- _DATA SHOWN_
** BEGIN **
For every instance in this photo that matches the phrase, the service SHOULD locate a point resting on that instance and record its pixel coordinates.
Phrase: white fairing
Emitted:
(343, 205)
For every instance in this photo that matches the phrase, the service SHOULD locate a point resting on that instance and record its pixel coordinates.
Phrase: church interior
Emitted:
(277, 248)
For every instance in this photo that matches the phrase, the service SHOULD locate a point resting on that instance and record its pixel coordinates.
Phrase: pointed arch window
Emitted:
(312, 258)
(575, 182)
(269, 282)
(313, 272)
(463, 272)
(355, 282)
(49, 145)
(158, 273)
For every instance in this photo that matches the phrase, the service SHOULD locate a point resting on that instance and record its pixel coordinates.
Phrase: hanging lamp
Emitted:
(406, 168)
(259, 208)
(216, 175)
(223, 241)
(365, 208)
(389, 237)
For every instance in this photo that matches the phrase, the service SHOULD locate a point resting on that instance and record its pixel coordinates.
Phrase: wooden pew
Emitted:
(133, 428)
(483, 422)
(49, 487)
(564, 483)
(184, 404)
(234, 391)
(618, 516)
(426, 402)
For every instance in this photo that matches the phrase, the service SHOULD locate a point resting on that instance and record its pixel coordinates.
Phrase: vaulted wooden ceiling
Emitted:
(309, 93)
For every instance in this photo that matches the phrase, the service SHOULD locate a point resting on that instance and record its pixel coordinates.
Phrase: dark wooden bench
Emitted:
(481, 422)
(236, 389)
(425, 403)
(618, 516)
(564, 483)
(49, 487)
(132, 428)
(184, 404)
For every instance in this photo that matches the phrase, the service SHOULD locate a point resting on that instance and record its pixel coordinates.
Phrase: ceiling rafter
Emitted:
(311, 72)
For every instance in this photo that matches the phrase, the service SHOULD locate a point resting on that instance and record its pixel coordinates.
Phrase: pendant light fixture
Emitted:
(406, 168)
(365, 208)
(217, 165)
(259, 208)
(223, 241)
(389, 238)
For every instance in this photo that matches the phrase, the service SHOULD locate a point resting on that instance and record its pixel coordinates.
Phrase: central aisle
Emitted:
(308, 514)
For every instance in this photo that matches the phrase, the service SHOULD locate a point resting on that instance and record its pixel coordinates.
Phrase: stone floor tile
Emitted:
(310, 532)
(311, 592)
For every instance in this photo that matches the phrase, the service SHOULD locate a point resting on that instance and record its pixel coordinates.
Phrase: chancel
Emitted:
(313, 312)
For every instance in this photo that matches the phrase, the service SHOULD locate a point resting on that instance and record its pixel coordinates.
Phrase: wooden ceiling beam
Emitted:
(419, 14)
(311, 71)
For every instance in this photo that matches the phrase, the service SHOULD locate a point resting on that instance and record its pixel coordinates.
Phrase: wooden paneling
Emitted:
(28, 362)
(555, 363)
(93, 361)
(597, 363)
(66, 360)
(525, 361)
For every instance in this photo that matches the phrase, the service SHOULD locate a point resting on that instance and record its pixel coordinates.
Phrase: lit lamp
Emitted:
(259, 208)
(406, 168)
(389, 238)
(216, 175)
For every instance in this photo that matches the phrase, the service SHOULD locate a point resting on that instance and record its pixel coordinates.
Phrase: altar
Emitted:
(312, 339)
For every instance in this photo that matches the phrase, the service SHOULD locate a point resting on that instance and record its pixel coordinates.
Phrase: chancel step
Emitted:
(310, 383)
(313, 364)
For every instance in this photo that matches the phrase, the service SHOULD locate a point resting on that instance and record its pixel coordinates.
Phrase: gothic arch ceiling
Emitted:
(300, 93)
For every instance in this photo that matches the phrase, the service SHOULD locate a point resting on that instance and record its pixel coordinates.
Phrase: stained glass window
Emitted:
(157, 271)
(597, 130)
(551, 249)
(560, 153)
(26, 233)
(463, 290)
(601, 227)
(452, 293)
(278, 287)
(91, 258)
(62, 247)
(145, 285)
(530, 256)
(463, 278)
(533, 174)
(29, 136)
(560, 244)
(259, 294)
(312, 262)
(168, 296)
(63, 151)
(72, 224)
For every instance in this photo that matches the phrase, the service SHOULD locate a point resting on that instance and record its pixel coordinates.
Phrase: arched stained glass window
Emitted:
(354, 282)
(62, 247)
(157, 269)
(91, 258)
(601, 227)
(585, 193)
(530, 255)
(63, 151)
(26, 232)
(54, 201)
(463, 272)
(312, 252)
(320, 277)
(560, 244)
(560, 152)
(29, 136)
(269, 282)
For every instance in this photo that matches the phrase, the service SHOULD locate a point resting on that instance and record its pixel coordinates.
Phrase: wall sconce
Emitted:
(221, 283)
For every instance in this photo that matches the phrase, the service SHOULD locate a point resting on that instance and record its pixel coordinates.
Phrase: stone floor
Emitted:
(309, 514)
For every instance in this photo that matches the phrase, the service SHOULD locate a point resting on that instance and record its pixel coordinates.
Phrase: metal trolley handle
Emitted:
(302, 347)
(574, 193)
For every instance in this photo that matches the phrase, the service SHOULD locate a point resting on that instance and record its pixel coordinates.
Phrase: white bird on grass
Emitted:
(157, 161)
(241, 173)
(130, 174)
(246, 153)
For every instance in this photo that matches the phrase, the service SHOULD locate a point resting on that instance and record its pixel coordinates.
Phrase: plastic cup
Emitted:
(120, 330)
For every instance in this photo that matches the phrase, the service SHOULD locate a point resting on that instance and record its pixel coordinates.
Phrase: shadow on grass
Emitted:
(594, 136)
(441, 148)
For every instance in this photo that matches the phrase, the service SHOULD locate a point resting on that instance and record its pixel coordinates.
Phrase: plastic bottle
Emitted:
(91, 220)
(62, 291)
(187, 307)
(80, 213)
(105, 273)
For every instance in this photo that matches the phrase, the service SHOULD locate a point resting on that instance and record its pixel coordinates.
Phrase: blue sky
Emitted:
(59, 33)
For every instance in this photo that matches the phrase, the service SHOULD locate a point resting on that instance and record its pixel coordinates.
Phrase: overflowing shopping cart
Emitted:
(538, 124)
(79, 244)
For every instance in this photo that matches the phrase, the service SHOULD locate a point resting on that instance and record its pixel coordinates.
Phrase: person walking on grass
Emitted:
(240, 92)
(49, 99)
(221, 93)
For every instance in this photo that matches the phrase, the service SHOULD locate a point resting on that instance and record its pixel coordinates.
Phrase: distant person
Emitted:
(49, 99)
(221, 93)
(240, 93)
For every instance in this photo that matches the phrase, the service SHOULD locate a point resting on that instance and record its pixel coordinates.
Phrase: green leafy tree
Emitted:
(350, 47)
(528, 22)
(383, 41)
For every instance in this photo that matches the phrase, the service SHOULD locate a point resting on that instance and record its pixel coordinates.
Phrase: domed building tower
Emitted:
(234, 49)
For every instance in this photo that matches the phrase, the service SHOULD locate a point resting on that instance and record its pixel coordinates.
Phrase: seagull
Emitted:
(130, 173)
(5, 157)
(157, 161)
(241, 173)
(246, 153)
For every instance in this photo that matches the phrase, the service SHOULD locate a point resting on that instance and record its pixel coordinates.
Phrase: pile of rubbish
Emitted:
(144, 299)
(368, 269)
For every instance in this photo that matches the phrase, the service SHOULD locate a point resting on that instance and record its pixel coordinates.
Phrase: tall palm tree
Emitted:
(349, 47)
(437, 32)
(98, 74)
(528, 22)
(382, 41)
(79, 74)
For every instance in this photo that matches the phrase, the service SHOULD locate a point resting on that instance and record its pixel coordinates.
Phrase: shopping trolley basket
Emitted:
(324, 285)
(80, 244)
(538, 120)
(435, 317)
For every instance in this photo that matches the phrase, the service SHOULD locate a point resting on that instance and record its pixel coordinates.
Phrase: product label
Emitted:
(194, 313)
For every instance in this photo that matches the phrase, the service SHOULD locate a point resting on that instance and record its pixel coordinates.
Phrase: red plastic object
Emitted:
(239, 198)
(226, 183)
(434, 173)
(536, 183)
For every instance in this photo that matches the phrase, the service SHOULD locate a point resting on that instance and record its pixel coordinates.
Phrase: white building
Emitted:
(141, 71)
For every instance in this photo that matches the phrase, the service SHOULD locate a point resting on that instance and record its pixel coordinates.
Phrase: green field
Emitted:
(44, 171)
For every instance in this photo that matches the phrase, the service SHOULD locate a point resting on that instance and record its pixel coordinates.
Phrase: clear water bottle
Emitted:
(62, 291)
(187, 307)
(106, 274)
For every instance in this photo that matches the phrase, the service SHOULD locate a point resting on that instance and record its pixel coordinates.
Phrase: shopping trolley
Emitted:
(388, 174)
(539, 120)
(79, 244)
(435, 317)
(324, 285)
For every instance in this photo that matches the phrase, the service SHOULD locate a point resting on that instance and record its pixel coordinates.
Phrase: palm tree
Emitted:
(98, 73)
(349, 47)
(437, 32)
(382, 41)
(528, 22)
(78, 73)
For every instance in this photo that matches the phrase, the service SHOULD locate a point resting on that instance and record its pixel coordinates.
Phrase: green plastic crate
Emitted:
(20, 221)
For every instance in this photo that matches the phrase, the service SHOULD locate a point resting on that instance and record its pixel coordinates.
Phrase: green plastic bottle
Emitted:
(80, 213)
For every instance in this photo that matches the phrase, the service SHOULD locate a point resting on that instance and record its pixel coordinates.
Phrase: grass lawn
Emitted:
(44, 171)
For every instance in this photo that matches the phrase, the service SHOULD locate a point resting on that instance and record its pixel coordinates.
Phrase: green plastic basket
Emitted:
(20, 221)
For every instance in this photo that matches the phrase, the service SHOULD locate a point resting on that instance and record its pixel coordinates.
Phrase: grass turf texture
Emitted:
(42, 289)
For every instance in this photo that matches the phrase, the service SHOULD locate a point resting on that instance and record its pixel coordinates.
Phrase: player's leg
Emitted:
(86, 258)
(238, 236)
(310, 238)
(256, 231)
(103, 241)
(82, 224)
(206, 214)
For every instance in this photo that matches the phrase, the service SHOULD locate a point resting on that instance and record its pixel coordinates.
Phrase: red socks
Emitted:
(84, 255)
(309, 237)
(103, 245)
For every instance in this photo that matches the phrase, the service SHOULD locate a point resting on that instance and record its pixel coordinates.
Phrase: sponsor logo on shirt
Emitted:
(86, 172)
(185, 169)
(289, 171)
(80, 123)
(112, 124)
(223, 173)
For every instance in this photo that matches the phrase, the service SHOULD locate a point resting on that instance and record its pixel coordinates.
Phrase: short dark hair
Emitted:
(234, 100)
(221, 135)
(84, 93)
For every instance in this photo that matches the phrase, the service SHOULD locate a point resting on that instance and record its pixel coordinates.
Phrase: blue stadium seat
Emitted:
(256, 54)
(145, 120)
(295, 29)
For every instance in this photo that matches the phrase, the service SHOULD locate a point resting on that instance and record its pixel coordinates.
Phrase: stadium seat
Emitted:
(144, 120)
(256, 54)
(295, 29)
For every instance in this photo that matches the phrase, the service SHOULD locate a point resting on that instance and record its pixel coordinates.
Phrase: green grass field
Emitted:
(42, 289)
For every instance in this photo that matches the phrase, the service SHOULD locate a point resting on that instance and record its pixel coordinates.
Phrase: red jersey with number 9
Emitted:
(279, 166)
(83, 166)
** END **
- _GOAL_
From the material above, pick out every line that contains the word "stadium", treating uppercase and lowercase letters as distinct.

- _FINISHED ANSWER_
Phrase: blue stadium seat
Phrase: stadium seat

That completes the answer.